Data records |
........

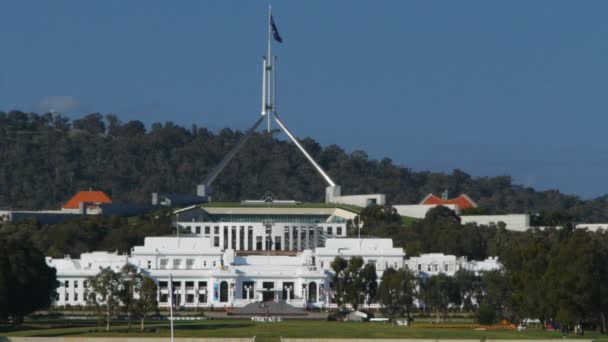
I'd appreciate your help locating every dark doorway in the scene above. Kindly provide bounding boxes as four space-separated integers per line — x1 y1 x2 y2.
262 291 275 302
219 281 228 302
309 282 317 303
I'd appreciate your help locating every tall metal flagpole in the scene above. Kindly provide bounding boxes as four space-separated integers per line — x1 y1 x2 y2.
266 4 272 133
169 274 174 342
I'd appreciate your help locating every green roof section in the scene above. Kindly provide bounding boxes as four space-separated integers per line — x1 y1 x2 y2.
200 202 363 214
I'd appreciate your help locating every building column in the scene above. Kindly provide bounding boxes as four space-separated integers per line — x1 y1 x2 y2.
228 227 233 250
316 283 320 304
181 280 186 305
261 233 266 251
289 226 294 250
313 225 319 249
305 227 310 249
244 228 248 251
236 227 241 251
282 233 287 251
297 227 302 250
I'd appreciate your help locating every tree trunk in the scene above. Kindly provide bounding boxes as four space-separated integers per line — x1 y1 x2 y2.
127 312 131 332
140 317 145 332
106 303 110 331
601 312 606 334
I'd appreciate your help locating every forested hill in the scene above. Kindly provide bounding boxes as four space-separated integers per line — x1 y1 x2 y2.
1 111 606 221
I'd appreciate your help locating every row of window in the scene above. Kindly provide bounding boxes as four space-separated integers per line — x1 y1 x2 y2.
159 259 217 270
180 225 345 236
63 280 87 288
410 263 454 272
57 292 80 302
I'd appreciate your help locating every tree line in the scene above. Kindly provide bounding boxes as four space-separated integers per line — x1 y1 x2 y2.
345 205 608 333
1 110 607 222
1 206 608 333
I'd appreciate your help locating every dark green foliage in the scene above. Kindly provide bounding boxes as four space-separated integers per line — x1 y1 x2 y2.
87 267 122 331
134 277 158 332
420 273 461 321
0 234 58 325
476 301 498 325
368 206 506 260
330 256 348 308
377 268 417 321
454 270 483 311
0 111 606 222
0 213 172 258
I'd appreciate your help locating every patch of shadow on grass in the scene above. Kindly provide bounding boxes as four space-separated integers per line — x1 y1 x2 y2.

........

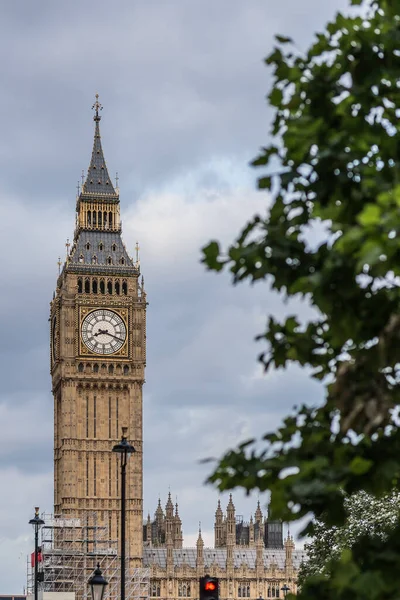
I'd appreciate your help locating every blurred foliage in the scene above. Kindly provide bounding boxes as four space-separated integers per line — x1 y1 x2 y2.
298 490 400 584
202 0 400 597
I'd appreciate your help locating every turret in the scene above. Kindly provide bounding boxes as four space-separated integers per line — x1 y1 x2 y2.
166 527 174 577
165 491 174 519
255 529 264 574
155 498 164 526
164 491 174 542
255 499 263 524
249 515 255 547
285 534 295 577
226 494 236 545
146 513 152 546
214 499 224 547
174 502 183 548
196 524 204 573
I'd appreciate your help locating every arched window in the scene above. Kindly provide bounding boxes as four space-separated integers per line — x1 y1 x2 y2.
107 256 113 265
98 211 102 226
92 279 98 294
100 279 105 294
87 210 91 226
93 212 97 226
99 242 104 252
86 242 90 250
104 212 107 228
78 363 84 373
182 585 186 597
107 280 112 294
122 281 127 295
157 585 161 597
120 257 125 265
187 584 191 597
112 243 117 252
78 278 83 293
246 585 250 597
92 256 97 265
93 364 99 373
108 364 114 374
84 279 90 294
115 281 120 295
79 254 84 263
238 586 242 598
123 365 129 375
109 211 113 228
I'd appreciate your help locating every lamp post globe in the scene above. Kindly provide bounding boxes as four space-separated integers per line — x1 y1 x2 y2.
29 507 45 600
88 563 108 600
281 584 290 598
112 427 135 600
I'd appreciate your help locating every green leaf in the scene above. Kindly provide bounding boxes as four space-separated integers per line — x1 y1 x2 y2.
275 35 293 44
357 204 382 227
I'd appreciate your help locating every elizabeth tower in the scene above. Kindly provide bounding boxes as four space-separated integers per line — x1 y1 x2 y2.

........

PROMPT | Would you copy, unchanged, the stretch of the records above that begins at the line containing "I'd appreciate your help locating every arched" and ends at the line containing "I'd appreciate your help locating every elizabeth", and only that?

PROBLEM SOLUTION |
I'd appreciate your help locating every arched window in the scene above. Kindly provide bounding boxes as four space-separated integers per line — x1 y1 x2 y2.
107 256 113 265
98 211 102 226
92 279 98 294
100 279 105 294
87 210 91 226
93 212 97 226
99 242 104 252
86 242 90 250
104 212 107 228
78 363 84 373
182 585 186 597
107 280 112 294
122 281 127 295
157 585 161 597
120 257 125 265
187 584 191 597
112 243 117 252
78 278 83 293
246 585 250 597
92 256 97 265
93 364 99 373
108 364 114 374
84 279 90 294
115 281 120 295
79 254 84 263
238 586 242 598
123 365 129 375
109 211 113 228
I'd appreciate your help locating every lamp post globe in the scene above. Kindly provide bounding boxes as four space-separated integers per line — x1 y1 x2 y2.
29 507 45 600
88 563 108 600
281 584 290 598
112 427 135 600
I'd appreciate your help locating every green leaf in the scene above. Kindly provide bounding boxes as four space-separated integers per line — x1 y1 x2 y2.
275 35 293 44
357 204 382 227
I'd appreciate your help locating every elizabeth tower in the scene above. Kindly provide bounding boxes as four space-separated integers per line — x1 y1 x2 y2.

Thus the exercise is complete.